**Brief:** Reproduce the listing that follows word for word, without its pictures.

**Material supplied:**
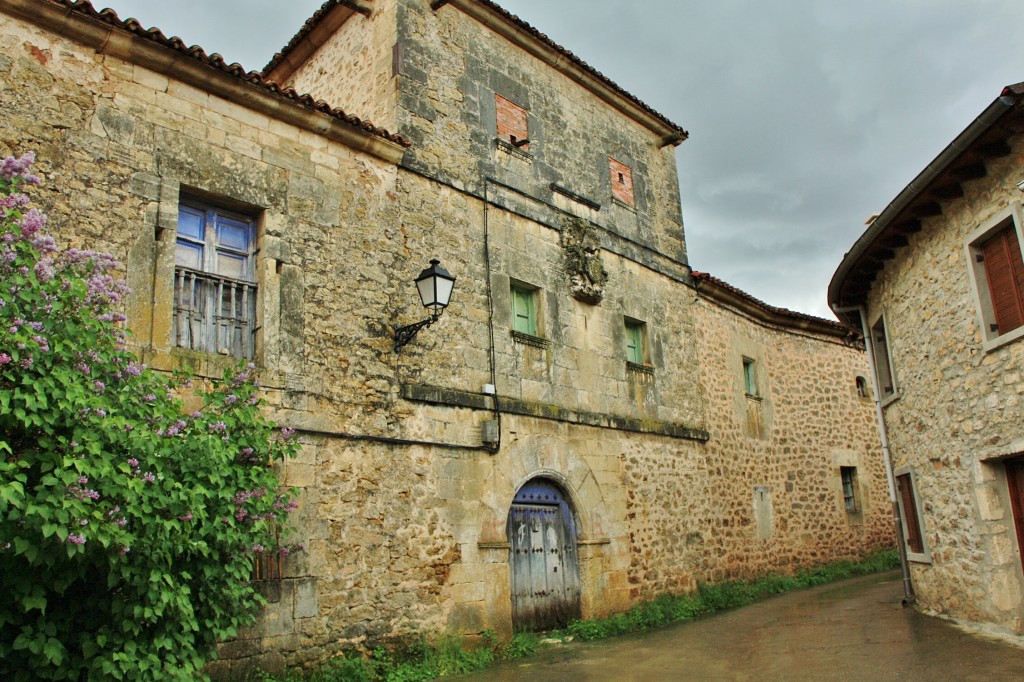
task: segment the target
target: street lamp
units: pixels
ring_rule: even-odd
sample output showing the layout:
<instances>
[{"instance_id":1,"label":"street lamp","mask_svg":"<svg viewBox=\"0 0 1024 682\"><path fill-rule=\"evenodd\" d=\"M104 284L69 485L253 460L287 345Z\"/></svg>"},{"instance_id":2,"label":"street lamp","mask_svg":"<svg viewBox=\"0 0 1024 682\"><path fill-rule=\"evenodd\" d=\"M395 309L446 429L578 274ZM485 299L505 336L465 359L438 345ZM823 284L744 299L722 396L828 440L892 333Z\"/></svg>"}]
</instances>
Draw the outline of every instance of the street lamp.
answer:
<instances>
[{"instance_id":1,"label":"street lamp","mask_svg":"<svg viewBox=\"0 0 1024 682\"><path fill-rule=\"evenodd\" d=\"M423 303L423 307L430 311L430 317L404 327L395 327L396 353L401 353L402 347L412 341L419 330L437 322L441 313L448 307L448 300L452 297L454 288L455 278L451 273L441 267L441 261L436 258L431 260L430 267L416 278L416 289L420 293L420 301Z\"/></svg>"}]
</instances>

**Answer box:**
task: segment the target
target: street lamp
units: pixels
ring_rule: even-odd
sample output showing the layout:
<instances>
[{"instance_id":1,"label":"street lamp","mask_svg":"<svg viewBox=\"0 0 1024 682\"><path fill-rule=\"evenodd\" d=\"M104 284L69 485L253 460L287 345Z\"/></svg>"},{"instance_id":2,"label":"street lamp","mask_svg":"<svg viewBox=\"0 0 1024 682\"><path fill-rule=\"evenodd\" d=\"M395 309L446 429L578 274ZM485 299L505 336L465 359L438 345ZM823 284L744 299L722 396L828 440L892 333Z\"/></svg>"}]
</instances>
Draw the outline of every instance of the street lamp.
answer:
<instances>
[{"instance_id":1,"label":"street lamp","mask_svg":"<svg viewBox=\"0 0 1024 682\"><path fill-rule=\"evenodd\" d=\"M423 303L423 307L430 311L430 317L404 327L395 327L396 353L401 353L402 347L412 341L419 330L437 322L441 313L448 307L448 300L452 297L454 288L455 278L451 273L441 267L441 261L436 258L431 260L430 267L416 278L416 289L420 293L420 301Z\"/></svg>"}]
</instances>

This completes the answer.